- **TASK DIRECTIONS**: Decide whether each statement agrees with the passage on alchemy that follows. For each, answer yes or no and quote the words of the passage that settle it. 1. Knowing the alchemical process of making gold depends on first knowing the "personality" of gold. 2. The medieval alchemist remained unchanged by the process of making gold. 3. Neutron bombardment in a nuclear reactor is named as an exception among nonpsychic methods.

       "It is thus doubtful that the alchemist could have described what he was doing to us, or to the modern chemist, transported back to the fourteenth century, even if he had wanted to.  His was (again, from our point of view) partly a psychic discipline that no nonpsychic method (save neutron bombardment in a nuclear reactor) can possibly accomplish.  The maunfacture of gold was not a matter of replicating a material formula.  Indeed, its manufacture was part of a much larger work, and our attempt to extract the material essence from a holistic process reveals how contracted our own knowledge of the world has become.  We cannot know the alchemical process of making gold until we know the 'personality' of gold.  We, here and now, have no real sympathetic identity with the process of becoming golden; we cannot fathom the relationship between becoming gold and making gold.  The medieval alchemist, on the other hand, was completed by the process; the synthesis of the gold was his synthesis as well."

- **DATA EXTRACT**:

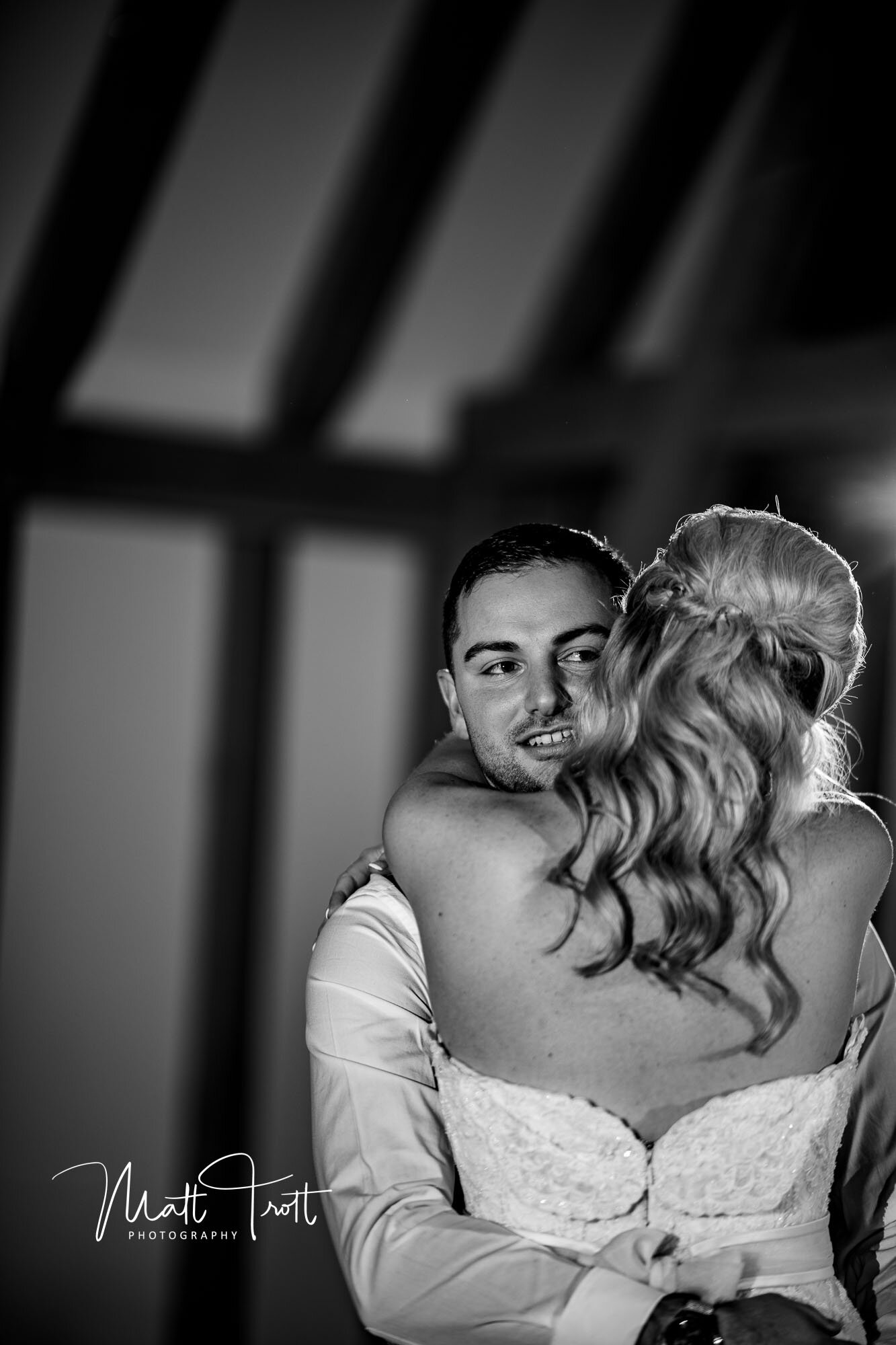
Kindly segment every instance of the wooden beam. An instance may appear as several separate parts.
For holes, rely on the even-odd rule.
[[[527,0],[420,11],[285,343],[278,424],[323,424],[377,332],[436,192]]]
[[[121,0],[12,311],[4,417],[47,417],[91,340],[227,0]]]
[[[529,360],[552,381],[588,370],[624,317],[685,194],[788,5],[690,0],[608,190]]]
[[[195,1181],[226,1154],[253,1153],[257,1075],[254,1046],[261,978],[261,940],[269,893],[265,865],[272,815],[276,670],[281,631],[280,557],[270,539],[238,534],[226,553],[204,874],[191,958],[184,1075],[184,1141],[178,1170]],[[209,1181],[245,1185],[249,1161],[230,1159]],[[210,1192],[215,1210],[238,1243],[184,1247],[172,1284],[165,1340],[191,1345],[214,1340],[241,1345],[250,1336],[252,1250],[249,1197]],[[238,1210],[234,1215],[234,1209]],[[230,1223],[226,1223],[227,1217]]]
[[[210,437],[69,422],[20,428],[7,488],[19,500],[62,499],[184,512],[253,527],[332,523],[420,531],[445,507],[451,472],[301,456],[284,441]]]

- **FINISHED TASK**:
1. Yes: "We cannot know the alchemical process of making gold until we know the 'personality' of gold."
2. No: "The medieval alchemist, on the other hand, was completed by the process"
3. Yes: "no nonpsychic method (save neutron bombardment in a nuclear reactor) can possibly accomplish"